## TEXT SECTION
----

The thing I remember (I was out of town for most of the process) was when he built a still and tried to make … brandy? grappa? … whatever. Sometimes I housesit when he and big momma are away, and am tempted, but not that tempted to drink methanol if he screwed up.

If you don’t get more answers, I can find some for you PDQ, because I appropriated all his vintner books (with his approval) and can look some stuff up if need be.

Holy cats, that’s dedication. We just buy the kits (mainly because we’re still beginners). We’ve done, what, three wines? Maybe four? And none recently - the last was a Riesling we did, oh, over a year ago now. But it turned out really well; maybe we should try another kit again.

It’s a fun hobby.

I used to brew beer. I have been thinking about trying my hand at wine. Especially since my wife inherited her grandfather’s press and crusher. Could anyone recommend a good site for beginners?

Sorry, I’m not making it, but we enjoy the fruits of a friends labor. My wife is very enamored with his faux champagne, made by carbonating a white zinfandel. We aren’t picky about our wines, and neither is my friend, he just enjoys the process. I believe he does everything with concentrates purchased on line.

We do kit wines, averaging four six gallon carboys a year. Even drinking a bottle with most dinners we do OK. Last year I bought a restaurant grade stainless steel wine rack that I hope to totally fill this winter.

Besides the kits, I have made a few batches of banana wine. (imagine the stares you get filling a grocery cart full of bananas) I’ve also made a few different versions of cranberry wine.

So far, my absolute best wine from kit was a Merlot. I held back a dozen bottles for aging and boy were they awesome. I had friends who are wine connoisseurs who refused to believe it was a kit wine.

We aren’t making wine this year, but we have for the past, hmmm 5 years, I think.

We have too many fermentation hobbies, and just this year decided to let go of the winemaking one. We did get some close friends into it a couple of years ago though, and they bought our crusher and our press, so we can rent it back from them if we ever get the urge.

We’ve made zinfandel, merlot, and cab sauv. What we bottled was really delicious, what we didn’t bottle usually ended up getting cooked in our garage, the only place we can store it, which was our main reason for letting go of the hobby altogether.

Our wines were made from local grapes, which we also harvested ourselves. Right now we’ve got one barrel, 4 demi-johns, and I think 6 or 7- 5 or 6 gallon carboys filled with wine to work through, and one case left of what we bottled a couple of years ago.

My girlfriend and I started a mead a couple of weekends ago, our second one, the last was delicious, and that is still fermenting away.

We made some hard cider with the same friends that we got into wine last year after Thanksgiving, and we are planning on doing that again this year.

And teach a friends to homebrew day is coming up, so we’ll be brewing up something and hopefully giving the booze bug to some more friends. :slight_smile:

This is a great website for beginner home winemakers -

I’ve been making wine at home for about 5 years now, from a big old grape vine in our yard, not a winery by any stretch, just a monstrous plant that nobody bothered to cut back for 50 years. I average about 75 bottles a season.

It’s a muscat, and I’ve been making dry since that’s my taste preference. My grapes are very high acid content usually, though last year was perfect straight from the vine.

This year sucks and I think I may just trash all of the grapes since they aren’t ripening. I’ll probably try making mead instead this year as a winter project.

----

## RECORDS
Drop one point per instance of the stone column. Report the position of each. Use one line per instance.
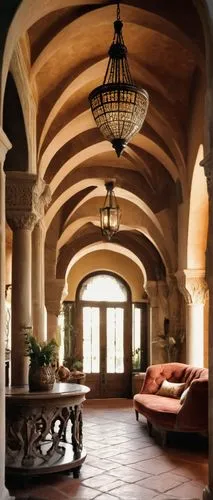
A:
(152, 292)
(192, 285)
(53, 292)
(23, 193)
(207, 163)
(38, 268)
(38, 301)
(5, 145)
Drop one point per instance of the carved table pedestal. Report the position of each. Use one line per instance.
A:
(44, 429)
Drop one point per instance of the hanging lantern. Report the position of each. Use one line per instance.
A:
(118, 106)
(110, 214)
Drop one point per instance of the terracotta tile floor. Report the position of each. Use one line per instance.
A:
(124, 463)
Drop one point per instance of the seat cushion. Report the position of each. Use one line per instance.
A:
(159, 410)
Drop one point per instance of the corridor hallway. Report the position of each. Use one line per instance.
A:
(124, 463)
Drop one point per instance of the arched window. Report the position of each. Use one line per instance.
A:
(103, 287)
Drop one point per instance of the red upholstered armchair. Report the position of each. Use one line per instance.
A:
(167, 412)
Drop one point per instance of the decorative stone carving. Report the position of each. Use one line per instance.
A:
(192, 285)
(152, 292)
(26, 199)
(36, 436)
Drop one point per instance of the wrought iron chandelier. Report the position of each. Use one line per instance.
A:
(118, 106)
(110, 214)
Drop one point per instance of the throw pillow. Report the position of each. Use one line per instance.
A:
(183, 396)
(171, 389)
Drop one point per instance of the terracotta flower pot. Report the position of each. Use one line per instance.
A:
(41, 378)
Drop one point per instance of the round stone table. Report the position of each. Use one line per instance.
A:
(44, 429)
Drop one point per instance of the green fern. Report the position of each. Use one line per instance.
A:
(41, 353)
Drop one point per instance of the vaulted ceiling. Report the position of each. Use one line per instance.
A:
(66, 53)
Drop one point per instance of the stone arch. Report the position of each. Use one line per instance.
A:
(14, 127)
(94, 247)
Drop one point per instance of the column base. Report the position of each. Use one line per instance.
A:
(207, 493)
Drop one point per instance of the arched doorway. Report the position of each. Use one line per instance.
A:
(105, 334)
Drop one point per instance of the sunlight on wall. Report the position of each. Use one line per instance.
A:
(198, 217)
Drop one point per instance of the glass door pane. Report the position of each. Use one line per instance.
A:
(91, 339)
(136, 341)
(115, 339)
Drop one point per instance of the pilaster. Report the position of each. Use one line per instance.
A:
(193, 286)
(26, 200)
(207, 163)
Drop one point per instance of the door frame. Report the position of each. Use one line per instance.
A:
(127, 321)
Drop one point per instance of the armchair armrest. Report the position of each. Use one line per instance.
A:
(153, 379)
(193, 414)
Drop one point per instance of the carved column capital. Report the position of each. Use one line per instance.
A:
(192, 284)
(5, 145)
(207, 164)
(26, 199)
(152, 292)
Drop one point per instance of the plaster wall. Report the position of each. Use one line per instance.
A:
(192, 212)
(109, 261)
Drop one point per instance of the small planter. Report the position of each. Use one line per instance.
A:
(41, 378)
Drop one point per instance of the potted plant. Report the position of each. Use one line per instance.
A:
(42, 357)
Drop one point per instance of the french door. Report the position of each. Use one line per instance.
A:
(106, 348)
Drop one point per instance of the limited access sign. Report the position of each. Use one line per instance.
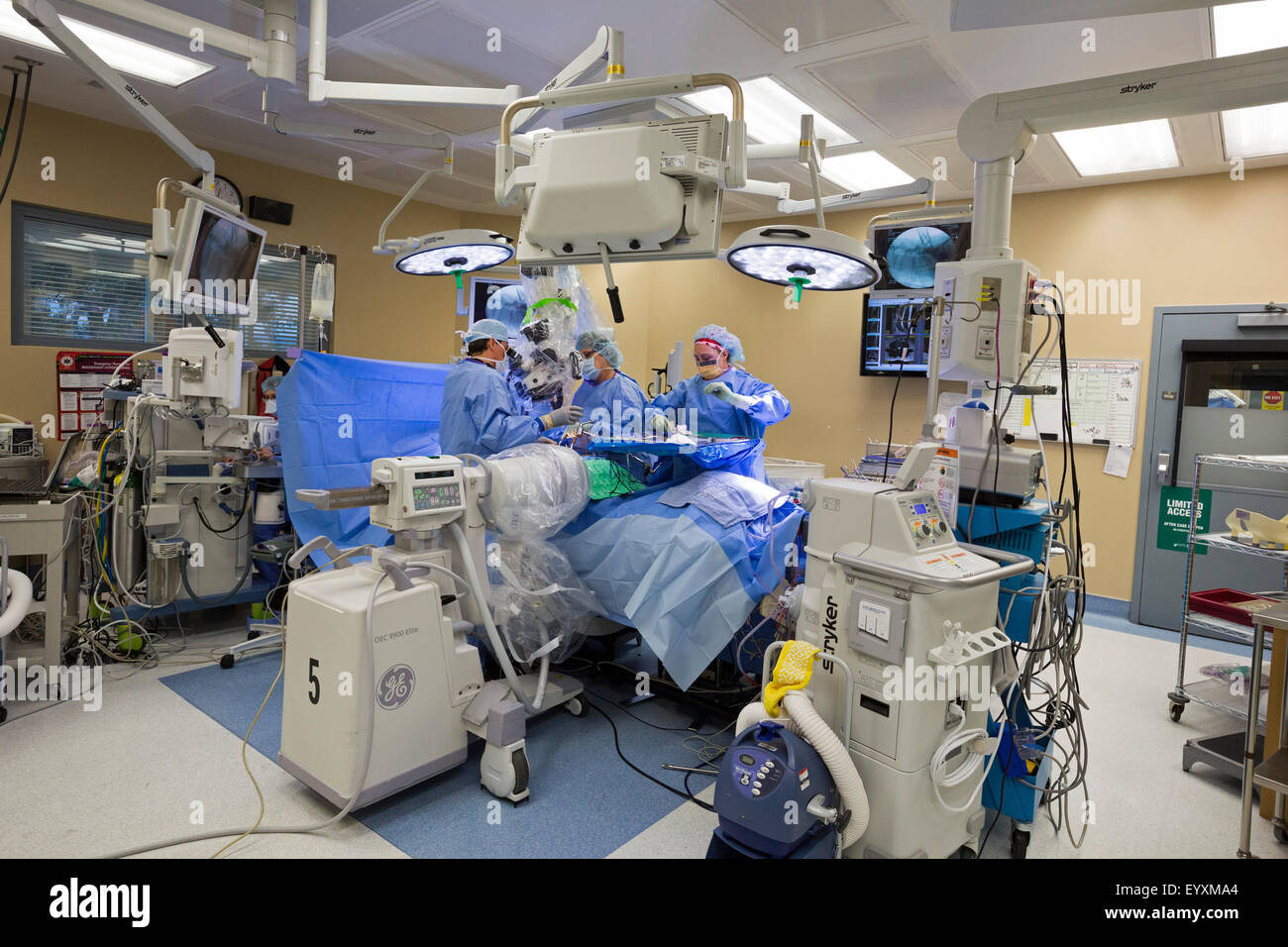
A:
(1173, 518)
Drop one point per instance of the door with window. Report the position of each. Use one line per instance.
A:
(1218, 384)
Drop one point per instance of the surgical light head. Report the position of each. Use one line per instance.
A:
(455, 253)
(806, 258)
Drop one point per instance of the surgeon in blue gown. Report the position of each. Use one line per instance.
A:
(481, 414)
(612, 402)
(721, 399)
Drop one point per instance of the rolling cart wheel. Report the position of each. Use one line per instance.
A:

----

## PROBLEMS TO SOLVE
A. Name every grape variety mentioned in the home winemaking discussion.
B. In the home winemaking discussion, about how many bottles a season does the person with the big old grape vine in the yard make?

## THE RESPONSES
A. Riesling, zinfandel, Merlot, cab sauv, muscat

B. About 75 bottles a season.